What you have to do = Where an entry holds an image, leave the image out; otherwise reproduce the entry exactly.

Dataset =
□ □ □

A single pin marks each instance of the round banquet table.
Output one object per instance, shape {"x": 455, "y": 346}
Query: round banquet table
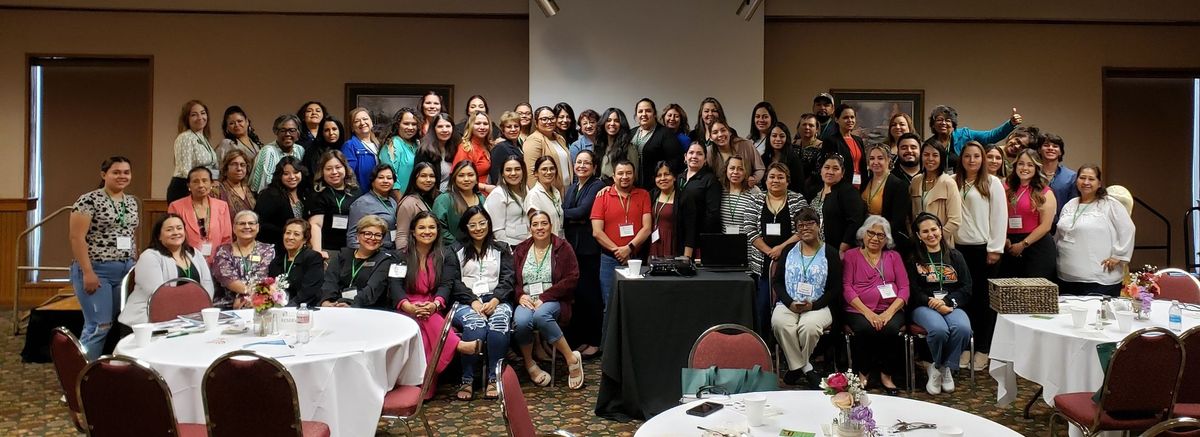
{"x": 341, "y": 375}
{"x": 807, "y": 411}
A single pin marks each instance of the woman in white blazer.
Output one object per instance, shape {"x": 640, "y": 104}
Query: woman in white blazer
{"x": 167, "y": 257}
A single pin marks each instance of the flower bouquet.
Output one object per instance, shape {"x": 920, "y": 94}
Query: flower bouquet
{"x": 1143, "y": 288}
{"x": 849, "y": 394}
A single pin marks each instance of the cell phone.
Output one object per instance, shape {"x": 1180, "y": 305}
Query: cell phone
{"x": 705, "y": 409}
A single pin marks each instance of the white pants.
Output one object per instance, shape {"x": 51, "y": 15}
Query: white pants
{"x": 798, "y": 334}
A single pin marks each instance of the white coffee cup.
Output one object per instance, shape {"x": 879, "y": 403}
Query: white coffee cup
{"x": 1079, "y": 316}
{"x": 211, "y": 318}
{"x": 142, "y": 333}
{"x": 949, "y": 431}
{"x": 755, "y": 406}
{"x": 635, "y": 267}
{"x": 1125, "y": 321}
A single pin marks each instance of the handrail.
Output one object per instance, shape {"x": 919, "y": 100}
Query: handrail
{"x": 17, "y": 274}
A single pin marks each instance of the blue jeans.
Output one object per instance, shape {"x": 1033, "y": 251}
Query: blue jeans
{"x": 947, "y": 334}
{"x": 100, "y": 307}
{"x": 493, "y": 330}
{"x": 544, "y": 319}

□ □ □

Answer to this task =
A single pin marks each instance of the round banquet table.
Output one object per instance, shape {"x": 455, "y": 346}
Query: round banquet table
{"x": 341, "y": 375}
{"x": 807, "y": 411}
A single pin marks each instance of the woman in white blazer.
Output one object per instance, shape {"x": 640, "y": 104}
Query: woman in white blazer
{"x": 167, "y": 257}
A single pin marks each instance of the flower bouquet.
Output one object per instance, shape {"x": 920, "y": 94}
Query: flower bouquet
{"x": 1143, "y": 288}
{"x": 849, "y": 394}
A single pin marks each instance of the cell phone.
Output one object per instance, shape {"x": 1180, "y": 305}
Query: cell phone
{"x": 705, "y": 409}
A single pin marks each instance of the white pants.
Output one object per instance, shape {"x": 51, "y": 15}
Query: white pants
{"x": 798, "y": 334}
A single pin marks each instance of the white coffee cup.
Output one object per instance, shape {"x": 879, "y": 403}
Query: white coffee cup
{"x": 1079, "y": 316}
{"x": 211, "y": 318}
{"x": 142, "y": 333}
{"x": 949, "y": 431}
{"x": 755, "y": 406}
{"x": 635, "y": 267}
{"x": 1125, "y": 321}
A single pin marks each instance of the handrail.
Output one object per instance, shape {"x": 919, "y": 100}
Query: handrail
{"x": 17, "y": 274}
A single pin marks each instance of the blue jeans.
Output one object per instance, shape {"x": 1033, "y": 251}
Query: blue jeans
{"x": 947, "y": 334}
{"x": 100, "y": 307}
{"x": 493, "y": 330}
{"x": 544, "y": 319}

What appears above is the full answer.